What you should do:
Put the data below into a numbered list with one line per number, skipping any blank lines and leaving the pictures out.

Stored data:
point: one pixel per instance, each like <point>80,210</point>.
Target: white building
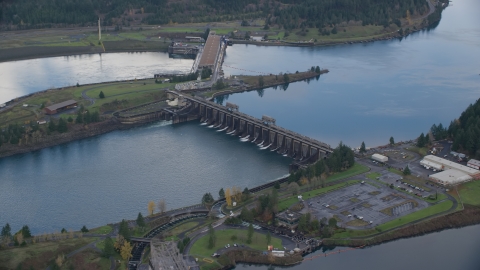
<point>450,177</point>
<point>473,163</point>
<point>447,164</point>
<point>256,38</point>
<point>380,158</point>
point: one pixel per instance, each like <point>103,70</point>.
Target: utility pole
<point>99,31</point>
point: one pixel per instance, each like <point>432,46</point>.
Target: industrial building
<point>62,106</point>
<point>473,163</point>
<point>450,177</point>
<point>210,52</point>
<point>380,158</point>
<point>445,164</point>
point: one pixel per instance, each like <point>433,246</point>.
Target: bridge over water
<point>264,132</point>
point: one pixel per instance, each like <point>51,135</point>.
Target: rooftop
<point>210,51</point>
<point>474,162</point>
<point>451,164</point>
<point>451,176</point>
<point>61,105</point>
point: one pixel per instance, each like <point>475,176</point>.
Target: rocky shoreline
<point>469,216</point>
<point>76,133</point>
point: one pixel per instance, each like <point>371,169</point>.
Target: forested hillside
<point>465,130</point>
<point>288,14</point>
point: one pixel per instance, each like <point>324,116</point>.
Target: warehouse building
<point>447,165</point>
<point>450,177</point>
<point>380,158</point>
<point>62,106</point>
<point>473,163</point>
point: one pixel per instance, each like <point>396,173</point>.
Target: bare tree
<point>162,206</point>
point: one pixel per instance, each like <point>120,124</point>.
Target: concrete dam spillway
<point>263,132</point>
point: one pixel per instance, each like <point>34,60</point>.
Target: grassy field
<point>134,92</point>
<point>421,151</point>
<point>427,212</point>
<point>374,175</point>
<point>102,230</point>
<point>259,242</point>
<point>40,254</point>
<point>286,203</point>
<point>183,228</point>
<point>356,169</point>
<point>470,193</point>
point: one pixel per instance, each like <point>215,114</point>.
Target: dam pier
<point>263,132</point>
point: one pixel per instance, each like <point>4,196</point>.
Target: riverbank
<point>33,52</point>
<point>76,132</point>
<point>469,216</point>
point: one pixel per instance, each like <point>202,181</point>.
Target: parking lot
<point>363,205</point>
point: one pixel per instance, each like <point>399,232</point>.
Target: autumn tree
<point>211,237</point>
<point>162,206</point>
<point>126,251</point>
<point>250,233</point>
<point>140,220</point>
<point>228,197</point>
<point>108,248</point>
<point>362,148</point>
<point>221,193</point>
<point>151,207</point>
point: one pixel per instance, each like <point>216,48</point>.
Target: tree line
<point>288,14</point>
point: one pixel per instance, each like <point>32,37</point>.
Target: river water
<point>373,91</point>
<point>445,250</point>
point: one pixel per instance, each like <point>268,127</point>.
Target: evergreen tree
<point>362,148</point>
<point>6,231</point>
<point>84,229</point>
<point>62,125</point>
<point>26,232</point>
<point>51,126</point>
<point>250,233</point>
<point>108,249</point>
<point>211,237</point>
<point>124,230</point>
<point>140,220</point>
<point>392,141</point>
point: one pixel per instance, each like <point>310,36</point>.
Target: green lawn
<point>286,203</point>
<point>259,242</point>
<point>102,230</point>
<point>374,175</point>
<point>183,227</point>
<point>40,254</point>
<point>470,193</point>
<point>356,169</point>
<point>429,211</point>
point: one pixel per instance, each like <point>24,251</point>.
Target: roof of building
<point>451,176</point>
<point>474,162</point>
<point>210,51</point>
<point>61,105</point>
<point>380,156</point>
<point>431,164</point>
<point>451,164</point>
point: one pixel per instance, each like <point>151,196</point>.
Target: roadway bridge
<point>263,132</point>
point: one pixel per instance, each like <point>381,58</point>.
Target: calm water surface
<point>374,91</point>
<point>446,250</point>
<point>106,178</point>
<point>53,72</point>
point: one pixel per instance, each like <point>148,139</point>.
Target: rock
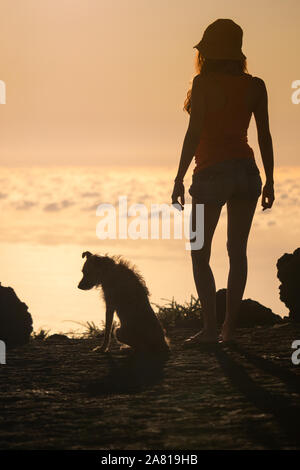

Answer to the exercise:
1. point: one pixel per instance, each like <point>80,210</point>.
2. Target: white building
3. <point>450,177</point>
4. <point>473,163</point>
5. <point>447,164</point>
6. <point>256,38</point>
7. <point>380,158</point>
8. point: one pixel per instance, each like <point>103,70</point>.
9. Target: utility pole
10. <point>99,31</point>
11. point: one pixel per instance, each like <point>432,46</point>.
12. Target: industrial building
13. <point>62,106</point>
14. <point>473,163</point>
15. <point>450,177</point>
16. <point>210,52</point>
17. <point>380,158</point>
18. <point>445,164</point>
19. point: one pixel per instance, each like <point>433,246</point>.
20. Target: bridge over water
21. <point>264,132</point>
22. point: one pixel per instance, each like <point>51,135</point>.
23. Target: rooftop
24. <point>210,51</point>
25. <point>474,162</point>
26. <point>451,164</point>
27. <point>451,176</point>
28. <point>61,105</point>
29. point: one pixel per instance, each like <point>475,176</point>.
30. Target: rocky shoreline
31. <point>469,216</point>
32. <point>76,133</point>
33. point: one pixel per instance, each like <point>371,169</point>.
34. Target: forested hillside
35. <point>465,130</point>
36. <point>288,14</point>
37. point: one pixel per instance, each like <point>324,116</point>.
38. Target: warehouse building
39. <point>447,165</point>
40. <point>450,177</point>
41. <point>380,158</point>
42. <point>62,106</point>
43. <point>473,163</point>
44. point: one pixel per instance, each like <point>396,173</point>.
45. Target: bare tree
46. <point>162,206</point>
47. point: one pixel per instance, each like <point>120,124</point>.
48. Target: concrete dam spillway
49. <point>263,132</point>
50. point: one pixel per instance, each like <point>34,60</point>.
51. Target: grassy field
52. <point>134,92</point>
53. <point>421,151</point>
54. <point>427,212</point>
55. <point>374,175</point>
56. <point>102,230</point>
57. <point>259,242</point>
58. <point>40,254</point>
59. <point>286,203</point>
60. <point>183,228</point>
61. <point>356,169</point>
62. <point>470,193</point>
63. point: one pixel per instance, each like <point>215,114</point>.
64. Target: dam pier
65. <point>263,132</point>
66. point: one pixel per instance, each like <point>4,196</point>.
67. Target: riverbank
68. <point>33,52</point>
69. <point>76,132</point>
70. <point>469,216</point>
71. point: one pixel per instance, each like <point>202,181</point>.
72. Target: parking lot
73. <point>363,205</point>
74. point: one pixel per instance, each like <point>399,232</point>.
75. Target: autumn tree
76. <point>211,237</point>
77. <point>162,206</point>
78. <point>126,251</point>
79. <point>250,233</point>
80. <point>140,220</point>
81. <point>228,197</point>
82. <point>108,248</point>
83. <point>362,148</point>
84. <point>221,193</point>
85. <point>151,207</point>
86. point: one pixel per instance, each like <point>216,48</point>.
87. Target: tree line
88. <point>288,14</point>
89. point: one pixel per instance, each like <point>32,37</point>.
90. Target: river water
91. <point>373,91</point>
92. <point>445,250</point>
93. point: one pixel per instance, each like <point>268,127</point>.
94. Target: evergreen tree
95. <point>362,148</point>
96. <point>6,231</point>
97. <point>84,229</point>
98. <point>62,125</point>
99. <point>26,232</point>
100. <point>51,126</point>
101. <point>250,233</point>
102. <point>108,249</point>
103. <point>211,237</point>
104. <point>124,230</point>
105. <point>140,220</point>
106. <point>392,141</point>
107. point: one pixel per instance, each like <point>310,36</point>.
108. Target: green lawn
109. <point>286,203</point>
110. <point>259,242</point>
111. <point>102,230</point>
112. <point>374,175</point>
113. <point>183,227</point>
114. <point>40,254</point>
115. <point>470,193</point>
116. <point>356,169</point>
117. <point>429,211</point>
118. point: one pixel per instance, each like <point>24,251</point>.
119. Target: roof of building
120. <point>451,176</point>
121. <point>474,162</point>
122. <point>210,51</point>
123. <point>61,105</point>
124. <point>380,156</point>
125. <point>431,164</point>
126. <point>451,164</point>
127. point: one pixel per instance, each like <point>151,196</point>.
128. Target: roadway bridge
129. <point>263,132</point>
130. point: one pixel per instance, each like <point>381,58</point>.
131. Target: calm water surface
132. <point>374,91</point>
133. <point>446,250</point>
134. <point>106,178</point>
135. <point>53,72</point>
136. point: one pixel per instance, each like <point>148,139</point>.
137. Target: rock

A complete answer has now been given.